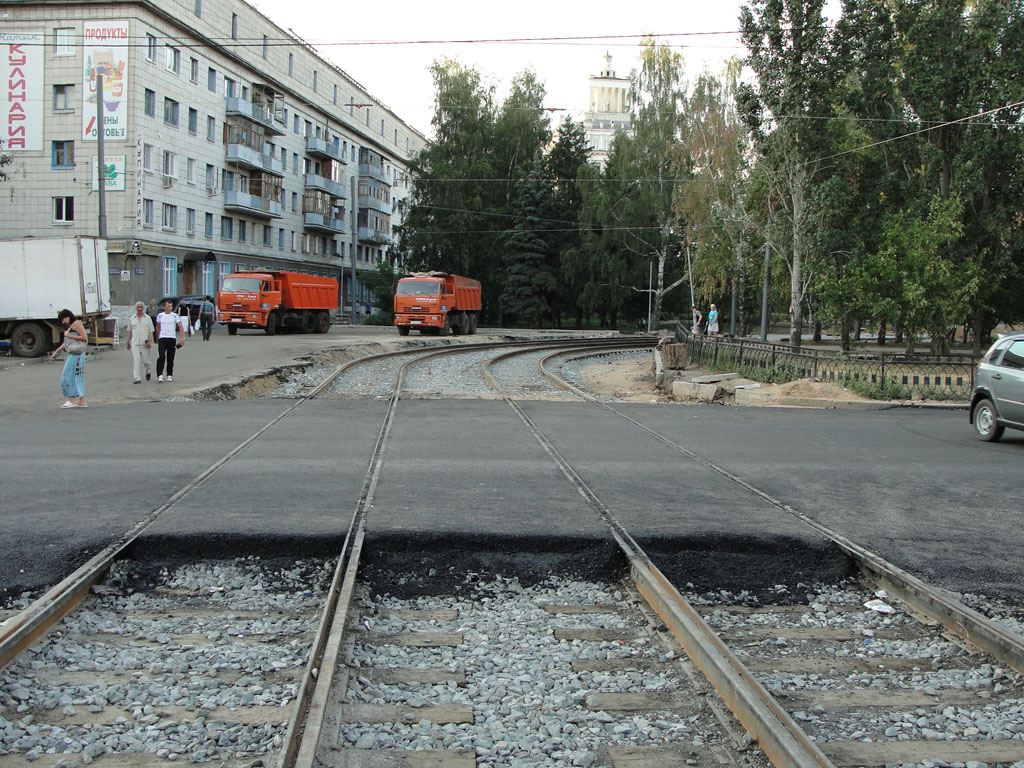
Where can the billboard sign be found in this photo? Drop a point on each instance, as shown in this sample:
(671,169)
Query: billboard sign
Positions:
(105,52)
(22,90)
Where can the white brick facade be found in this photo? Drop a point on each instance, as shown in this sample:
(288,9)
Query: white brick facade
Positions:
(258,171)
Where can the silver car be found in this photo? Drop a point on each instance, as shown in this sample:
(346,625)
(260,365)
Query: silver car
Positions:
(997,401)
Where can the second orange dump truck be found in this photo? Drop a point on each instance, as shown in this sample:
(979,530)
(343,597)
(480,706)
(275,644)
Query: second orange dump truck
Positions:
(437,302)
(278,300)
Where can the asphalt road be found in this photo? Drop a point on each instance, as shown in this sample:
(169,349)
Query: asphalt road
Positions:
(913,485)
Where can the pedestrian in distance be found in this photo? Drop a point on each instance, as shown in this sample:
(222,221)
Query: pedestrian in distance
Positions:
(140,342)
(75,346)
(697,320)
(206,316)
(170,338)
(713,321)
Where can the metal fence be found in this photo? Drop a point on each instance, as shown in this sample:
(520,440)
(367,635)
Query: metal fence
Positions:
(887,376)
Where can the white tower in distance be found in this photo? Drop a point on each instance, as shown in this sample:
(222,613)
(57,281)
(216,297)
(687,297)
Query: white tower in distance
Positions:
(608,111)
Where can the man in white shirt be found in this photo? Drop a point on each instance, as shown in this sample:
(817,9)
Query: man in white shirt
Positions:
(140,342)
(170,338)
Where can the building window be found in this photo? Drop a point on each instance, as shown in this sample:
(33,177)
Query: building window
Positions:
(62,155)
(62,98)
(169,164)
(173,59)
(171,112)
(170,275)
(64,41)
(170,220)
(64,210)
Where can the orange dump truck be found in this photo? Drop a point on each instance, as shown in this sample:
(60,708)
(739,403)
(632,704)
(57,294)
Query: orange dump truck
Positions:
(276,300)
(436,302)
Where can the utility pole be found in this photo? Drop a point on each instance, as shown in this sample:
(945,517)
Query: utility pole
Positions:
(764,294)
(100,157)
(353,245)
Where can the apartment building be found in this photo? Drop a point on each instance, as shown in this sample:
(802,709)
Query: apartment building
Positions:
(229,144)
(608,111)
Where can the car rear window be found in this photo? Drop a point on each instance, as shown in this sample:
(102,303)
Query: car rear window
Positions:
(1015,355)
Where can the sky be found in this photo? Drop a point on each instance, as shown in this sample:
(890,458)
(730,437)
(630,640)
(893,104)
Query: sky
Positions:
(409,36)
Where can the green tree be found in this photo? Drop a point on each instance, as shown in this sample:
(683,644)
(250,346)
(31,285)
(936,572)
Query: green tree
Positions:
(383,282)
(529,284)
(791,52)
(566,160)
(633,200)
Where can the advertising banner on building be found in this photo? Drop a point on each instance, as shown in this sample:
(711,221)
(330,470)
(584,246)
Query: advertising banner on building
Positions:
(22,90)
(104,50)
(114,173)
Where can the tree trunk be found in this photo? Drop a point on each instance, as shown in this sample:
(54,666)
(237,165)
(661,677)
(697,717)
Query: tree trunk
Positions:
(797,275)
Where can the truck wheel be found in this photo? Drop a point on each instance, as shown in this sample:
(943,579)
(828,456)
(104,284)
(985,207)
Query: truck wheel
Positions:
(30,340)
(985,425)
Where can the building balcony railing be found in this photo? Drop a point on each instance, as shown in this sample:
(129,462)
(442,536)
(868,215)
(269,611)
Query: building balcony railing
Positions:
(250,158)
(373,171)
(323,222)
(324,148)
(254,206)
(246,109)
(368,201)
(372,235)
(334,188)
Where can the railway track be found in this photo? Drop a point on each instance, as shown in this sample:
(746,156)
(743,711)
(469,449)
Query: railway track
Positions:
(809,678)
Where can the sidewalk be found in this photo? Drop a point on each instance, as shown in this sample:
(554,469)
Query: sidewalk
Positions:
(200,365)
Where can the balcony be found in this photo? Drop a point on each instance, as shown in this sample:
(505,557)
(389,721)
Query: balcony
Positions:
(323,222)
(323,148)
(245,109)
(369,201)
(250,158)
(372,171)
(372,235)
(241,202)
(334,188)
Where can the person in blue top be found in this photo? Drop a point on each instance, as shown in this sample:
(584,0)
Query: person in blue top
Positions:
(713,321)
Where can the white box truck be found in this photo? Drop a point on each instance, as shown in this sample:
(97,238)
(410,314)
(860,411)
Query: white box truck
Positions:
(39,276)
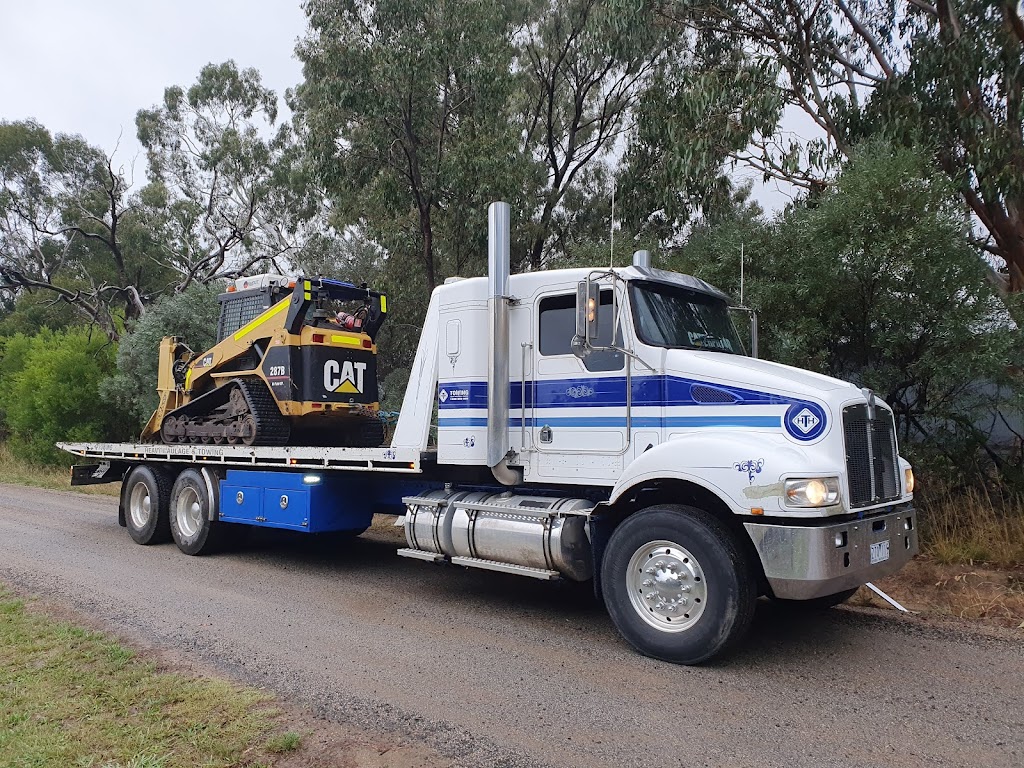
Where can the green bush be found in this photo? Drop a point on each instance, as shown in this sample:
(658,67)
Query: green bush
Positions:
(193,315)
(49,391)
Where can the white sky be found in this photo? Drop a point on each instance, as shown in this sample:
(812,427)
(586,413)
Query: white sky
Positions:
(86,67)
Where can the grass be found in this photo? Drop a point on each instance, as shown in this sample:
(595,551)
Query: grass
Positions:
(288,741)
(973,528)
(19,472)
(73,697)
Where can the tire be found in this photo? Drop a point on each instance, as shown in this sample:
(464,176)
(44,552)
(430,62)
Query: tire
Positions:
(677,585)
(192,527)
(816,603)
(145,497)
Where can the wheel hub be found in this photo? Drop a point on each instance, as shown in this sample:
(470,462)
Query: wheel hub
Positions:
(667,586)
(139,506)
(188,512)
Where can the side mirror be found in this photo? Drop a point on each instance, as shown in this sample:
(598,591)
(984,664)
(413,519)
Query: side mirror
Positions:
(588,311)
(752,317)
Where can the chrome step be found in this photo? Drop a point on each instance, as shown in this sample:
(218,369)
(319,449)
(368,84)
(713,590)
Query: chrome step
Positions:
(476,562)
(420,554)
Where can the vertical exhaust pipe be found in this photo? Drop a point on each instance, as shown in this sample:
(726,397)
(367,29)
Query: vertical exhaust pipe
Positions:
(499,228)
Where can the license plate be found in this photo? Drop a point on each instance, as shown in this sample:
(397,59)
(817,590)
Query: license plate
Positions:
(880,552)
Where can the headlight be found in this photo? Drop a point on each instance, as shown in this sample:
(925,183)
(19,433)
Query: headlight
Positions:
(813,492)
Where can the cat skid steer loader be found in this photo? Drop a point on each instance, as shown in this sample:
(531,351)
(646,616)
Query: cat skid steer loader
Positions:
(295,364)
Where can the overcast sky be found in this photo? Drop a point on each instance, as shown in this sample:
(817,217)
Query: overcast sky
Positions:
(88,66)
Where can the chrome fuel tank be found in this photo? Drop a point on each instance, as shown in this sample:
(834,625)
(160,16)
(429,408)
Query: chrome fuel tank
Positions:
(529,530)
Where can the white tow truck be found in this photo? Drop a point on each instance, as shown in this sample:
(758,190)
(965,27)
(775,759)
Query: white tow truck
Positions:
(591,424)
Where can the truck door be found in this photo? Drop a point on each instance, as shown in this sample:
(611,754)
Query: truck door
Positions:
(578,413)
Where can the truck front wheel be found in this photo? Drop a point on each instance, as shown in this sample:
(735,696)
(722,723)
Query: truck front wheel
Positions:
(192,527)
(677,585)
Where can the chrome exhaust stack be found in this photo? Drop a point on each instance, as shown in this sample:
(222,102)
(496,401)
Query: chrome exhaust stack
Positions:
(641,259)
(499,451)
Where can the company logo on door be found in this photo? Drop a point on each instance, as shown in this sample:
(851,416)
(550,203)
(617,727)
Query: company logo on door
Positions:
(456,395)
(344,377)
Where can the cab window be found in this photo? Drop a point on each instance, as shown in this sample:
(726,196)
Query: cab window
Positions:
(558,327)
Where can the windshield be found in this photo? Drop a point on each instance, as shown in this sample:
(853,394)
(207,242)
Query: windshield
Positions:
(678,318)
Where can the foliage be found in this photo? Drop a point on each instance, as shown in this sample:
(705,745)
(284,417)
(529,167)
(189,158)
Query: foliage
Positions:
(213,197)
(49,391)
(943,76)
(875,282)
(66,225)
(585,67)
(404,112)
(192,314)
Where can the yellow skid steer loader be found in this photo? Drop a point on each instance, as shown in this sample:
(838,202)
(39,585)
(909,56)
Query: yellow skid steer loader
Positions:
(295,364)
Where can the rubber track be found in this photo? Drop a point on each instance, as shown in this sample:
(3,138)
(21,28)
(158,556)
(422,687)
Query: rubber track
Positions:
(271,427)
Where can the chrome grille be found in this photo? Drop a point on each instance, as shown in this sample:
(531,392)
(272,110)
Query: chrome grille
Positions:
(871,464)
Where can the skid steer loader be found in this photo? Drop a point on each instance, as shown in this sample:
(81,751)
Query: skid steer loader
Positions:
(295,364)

### WORK TO COMPLETE
Render every line of the items, from the line holding "Where can the cab" through the end of the items, inclusive, as a JSON list of strings with one string per line and no blank lines.

### OUTPUT FOR THIS TASK
[
  "Where can the cab window be found in this photo? Drop a point on each instance, as shown in this sample:",
  "(726,196)",
  "Query: cab window",
  "Positions:",
  "(558,327)",
  "Where can the windshield be found in this photo? Drop a point on each instance, as shown in this sample:",
  "(853,394)",
  "(207,242)",
  "Query: windshield",
  "Positions:",
  "(678,318)",
  "Where can the foliage be found in this photo? Drop a point on each instance, as shown in this sample:",
  "(705,745)",
  "(284,417)",
  "(529,167)",
  "(189,158)",
  "Query: foliage",
  "Positions:",
  "(213,197)",
  "(49,391)",
  "(943,76)",
  "(875,282)",
  "(66,225)",
  "(585,67)",
  "(404,112)",
  "(192,314)",
  "Where can the yellow skid steer loader be found in this photo? Drop a point on each instance, as shown in this sample:",
  "(838,202)",
  "(39,585)",
  "(909,56)",
  "Query: yellow skid steer loader",
  "Positions:",
  "(295,364)",
  "Where can the rubber track be found in this photo? Drop a point on each instance, as shown in this sample:",
  "(3,138)",
  "(21,28)",
  "(158,556)",
  "(422,687)",
  "Query: rubber track",
  "Positions:",
  "(271,427)",
  "Where can the chrome grille be found in this photo? Drop a point on each instance, as shown in this sample:",
  "(531,392)",
  "(272,110)",
  "Query: chrome grille",
  "Positions:",
  "(871,464)",
  "Where can the skid steer loader be found in this photo? Drop a point on each instance, as shown in this sample:",
  "(81,751)",
  "Query: skid steer loader",
  "Positions:",
  "(295,364)"
]